◆ **Instructions for the task**
Pull every line containing "black" out of the material below.

◆ **Data**
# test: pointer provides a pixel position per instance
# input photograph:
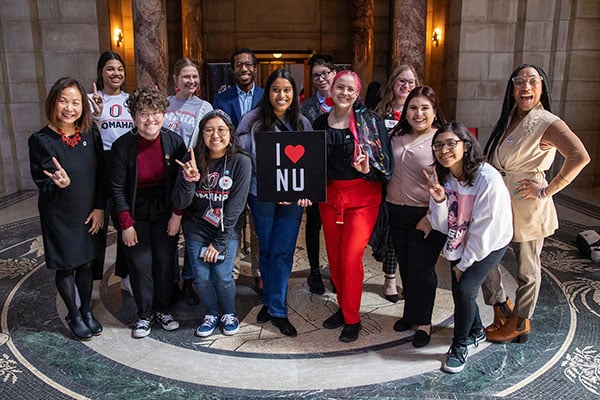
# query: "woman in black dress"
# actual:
(66, 164)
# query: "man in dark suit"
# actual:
(245, 94)
(237, 101)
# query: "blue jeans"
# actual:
(464, 293)
(214, 281)
(277, 229)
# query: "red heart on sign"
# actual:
(294, 153)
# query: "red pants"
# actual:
(348, 218)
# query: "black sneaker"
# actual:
(189, 293)
(457, 358)
(142, 328)
(315, 282)
(476, 337)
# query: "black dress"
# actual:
(67, 243)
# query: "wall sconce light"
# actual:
(437, 36)
(118, 37)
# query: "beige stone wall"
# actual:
(486, 40)
(482, 42)
(41, 42)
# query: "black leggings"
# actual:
(81, 277)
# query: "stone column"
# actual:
(362, 37)
(151, 51)
(191, 32)
(409, 34)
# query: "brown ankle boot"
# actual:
(515, 329)
(501, 313)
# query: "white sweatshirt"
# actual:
(477, 219)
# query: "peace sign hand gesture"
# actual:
(435, 189)
(96, 101)
(60, 176)
(190, 169)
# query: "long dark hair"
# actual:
(509, 103)
(266, 115)
(85, 120)
(473, 156)
(104, 58)
(403, 127)
(201, 152)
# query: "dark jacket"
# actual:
(123, 167)
(228, 101)
(311, 108)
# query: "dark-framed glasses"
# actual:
(322, 75)
(520, 81)
(449, 144)
(222, 132)
(247, 64)
(145, 115)
(409, 82)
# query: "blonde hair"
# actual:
(386, 104)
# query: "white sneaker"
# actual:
(167, 321)
(126, 285)
(142, 328)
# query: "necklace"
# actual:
(72, 140)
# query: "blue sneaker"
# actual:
(457, 358)
(231, 325)
(208, 326)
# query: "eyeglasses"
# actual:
(222, 132)
(144, 115)
(322, 75)
(403, 82)
(247, 64)
(449, 144)
(520, 82)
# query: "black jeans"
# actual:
(151, 264)
(464, 293)
(416, 261)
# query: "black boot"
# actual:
(79, 328)
(189, 293)
(91, 322)
(285, 326)
(350, 332)
(315, 281)
(335, 321)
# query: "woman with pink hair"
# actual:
(358, 162)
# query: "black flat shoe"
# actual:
(79, 328)
(335, 321)
(285, 326)
(263, 315)
(315, 282)
(91, 322)
(393, 298)
(350, 332)
(401, 325)
(421, 338)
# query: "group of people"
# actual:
(159, 165)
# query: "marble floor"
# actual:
(40, 360)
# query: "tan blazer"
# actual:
(519, 156)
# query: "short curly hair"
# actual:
(146, 99)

◆ **Solution**
# query: "woman in black dress"
# query: "black sneaker"
# query: "black dress"
# query: "black leggings"
# query: "black jeans"
# query: "black boot"
# query: "black flat shoe"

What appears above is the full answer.